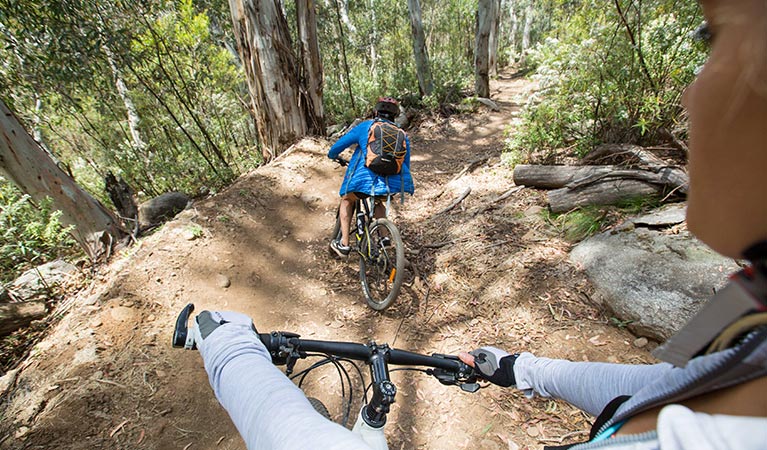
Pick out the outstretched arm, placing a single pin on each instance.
(345, 141)
(589, 386)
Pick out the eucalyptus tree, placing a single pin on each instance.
(271, 67)
(32, 170)
(485, 21)
(420, 52)
(311, 65)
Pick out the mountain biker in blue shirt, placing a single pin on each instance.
(715, 400)
(361, 182)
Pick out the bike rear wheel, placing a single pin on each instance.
(382, 265)
(335, 234)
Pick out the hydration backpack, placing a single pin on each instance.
(386, 148)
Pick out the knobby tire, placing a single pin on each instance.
(382, 269)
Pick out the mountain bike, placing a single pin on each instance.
(287, 348)
(382, 253)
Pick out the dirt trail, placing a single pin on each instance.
(490, 273)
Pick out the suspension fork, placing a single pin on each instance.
(372, 417)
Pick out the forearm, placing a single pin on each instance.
(589, 386)
(269, 411)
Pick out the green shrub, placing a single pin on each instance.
(30, 234)
(596, 86)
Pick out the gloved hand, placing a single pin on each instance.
(207, 322)
(493, 364)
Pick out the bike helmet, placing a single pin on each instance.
(387, 106)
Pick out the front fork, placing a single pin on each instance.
(373, 437)
(372, 418)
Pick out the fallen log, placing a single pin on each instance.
(553, 177)
(602, 193)
(16, 315)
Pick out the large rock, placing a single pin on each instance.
(654, 279)
(36, 284)
(162, 208)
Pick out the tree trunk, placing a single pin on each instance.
(481, 54)
(513, 28)
(492, 45)
(373, 41)
(345, 61)
(130, 108)
(605, 193)
(33, 171)
(263, 40)
(526, 30)
(311, 67)
(578, 177)
(425, 82)
(552, 177)
(16, 315)
(345, 16)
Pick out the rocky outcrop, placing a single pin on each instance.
(651, 277)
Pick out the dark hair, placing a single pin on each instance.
(387, 107)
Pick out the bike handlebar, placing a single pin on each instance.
(276, 342)
(286, 347)
(341, 161)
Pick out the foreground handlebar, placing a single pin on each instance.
(341, 161)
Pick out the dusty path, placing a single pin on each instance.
(484, 272)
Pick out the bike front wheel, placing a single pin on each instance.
(382, 264)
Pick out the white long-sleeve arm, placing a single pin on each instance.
(589, 386)
(269, 411)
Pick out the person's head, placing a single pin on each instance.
(387, 108)
(727, 106)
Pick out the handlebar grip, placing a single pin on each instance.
(181, 331)
(342, 162)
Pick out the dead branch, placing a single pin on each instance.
(456, 202)
(499, 199)
(470, 167)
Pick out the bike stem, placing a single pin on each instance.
(384, 391)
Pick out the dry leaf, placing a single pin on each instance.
(595, 341)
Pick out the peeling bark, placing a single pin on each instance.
(35, 173)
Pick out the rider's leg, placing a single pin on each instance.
(345, 215)
(379, 211)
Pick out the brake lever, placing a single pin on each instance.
(341, 162)
(463, 378)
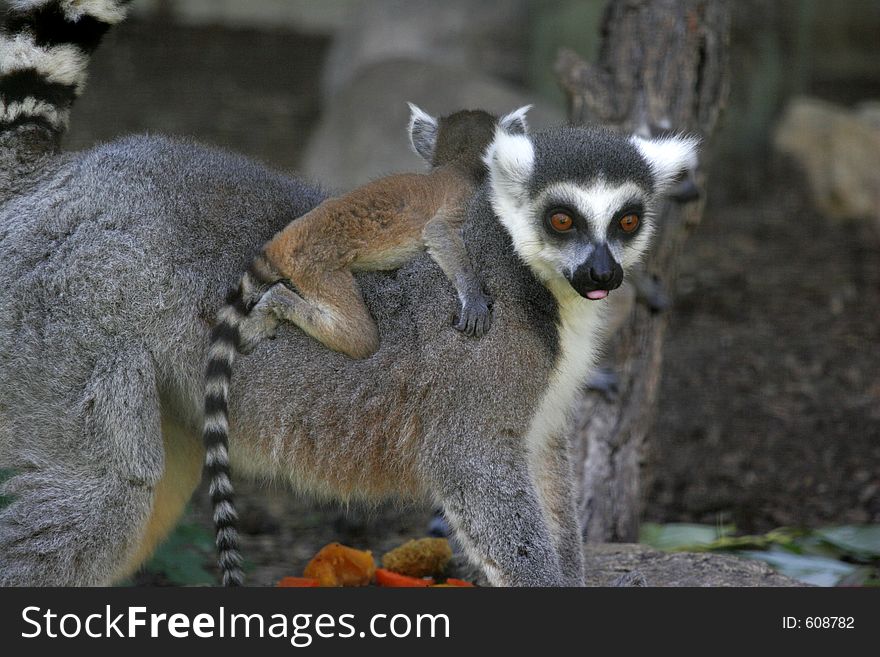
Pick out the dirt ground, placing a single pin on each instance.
::::::::
What to produce> Write out all of the data above as a numbered list, one line per number, skipping any blank lines and leaving out the pictures.

Task solution>
1. Pick out the outstretched arm, placing a single pin on each instance.
2. (345, 141)
3. (589, 386)
4. Pick out the eucalyptus tree, placing a single pin on each instance.
5. (271, 67)
6. (32, 170)
7. (485, 21)
8. (420, 52)
9. (311, 65)
10. Pick out the mountain biker in blue shirt, placing a single pin on each instance.
11. (715, 400)
12. (361, 182)
13. Pick out the bike rear wheel, placing a single pin on each instance.
14. (382, 265)
15. (335, 234)
16. Pick out the hydration backpack, placing a single pin on each instance.
17. (386, 148)
18. Pick out the knobby tire, placing a single pin on each instance.
19. (382, 269)
20. Pick out the mountain bike, placing a single pin on each instance.
21. (287, 348)
22. (382, 253)
23. Pick out the dirt trail, placing a single pin on each instance.
24. (490, 273)
25. Pick out the suspension fork, placing a single pin on each instance.
26. (372, 417)
27. Pick out the forearm, placing a single pin on each instance.
28. (589, 386)
29. (269, 411)
30. Pick out the green shrub, placing a single pin on each instance.
31. (30, 234)
32. (596, 86)
33. Pick out the gloved hand, placing a single pin on each instance.
34. (207, 322)
35. (493, 364)
36. Pick out the bike helmet, placing a single pin on each instance.
37. (387, 106)
38. Pick out the front fork, placing a single pin on each instance.
39. (373, 437)
40. (372, 418)
41. Pick out the fallen log, placing a single pin on each instance.
42. (553, 177)
43. (602, 193)
44. (16, 315)
45. Pick out the large rock, placing a single pin on each instance.
46. (654, 279)
47. (36, 284)
48. (162, 208)
49. Pick out the tree trunk, placing a single pin on each instance.
50. (481, 54)
51. (513, 28)
52. (492, 45)
53. (373, 41)
54. (345, 61)
55. (130, 108)
56. (605, 193)
57. (33, 171)
58. (263, 40)
59. (526, 30)
60. (311, 67)
61. (578, 177)
62. (425, 82)
63. (552, 177)
64. (16, 315)
65. (345, 16)
66. Pick out the rocky outcrop, placing a single pin on each instance.
67. (651, 277)
68. Pick out the dark hair, placing a single pin on each instance.
69. (387, 107)
70. Pick out the bike handlebar, placing a single pin on each instance.
71. (276, 342)
72. (286, 347)
73. (341, 161)
74. Pick out the foreground handlebar, placing a single pin on each instance.
75. (341, 161)
76. Pick out the dusty path, placing a single pin on each instance.
77. (484, 272)
78. Pick out the bike front wheel, placing a single pin on each instance.
79. (382, 264)
80. Pick out the white long-sleeve arm, placing a single pin on each instance.
81. (589, 386)
82. (269, 411)
83. Pick out the person's head, placing a single pin on each instance.
84. (387, 108)
85. (727, 106)
86. Pick out the handlebar grip, placing a single pin on each instance.
87. (181, 331)
88. (342, 162)
89. Pick out the dead branch, placing a single pin on each instance.
90. (456, 202)
91. (499, 199)
92. (470, 167)
93. Pick out the bike stem, placing a single pin on each instance.
94. (384, 391)
95. Pick out the dry leaf, placing a single pin on each instance.
96. (595, 341)
97. Pick out the peeling bark, placing a single pin on each instance.
98. (35, 173)
99. Pick out the rider's leg, placing a single pin on each instance.
100. (345, 215)
101. (379, 211)
102. Pick out the brake lever, placing a single pin on each instance.
103. (341, 162)
104. (463, 378)
105. Pick out the dirt ground, placing a single pin on each instance.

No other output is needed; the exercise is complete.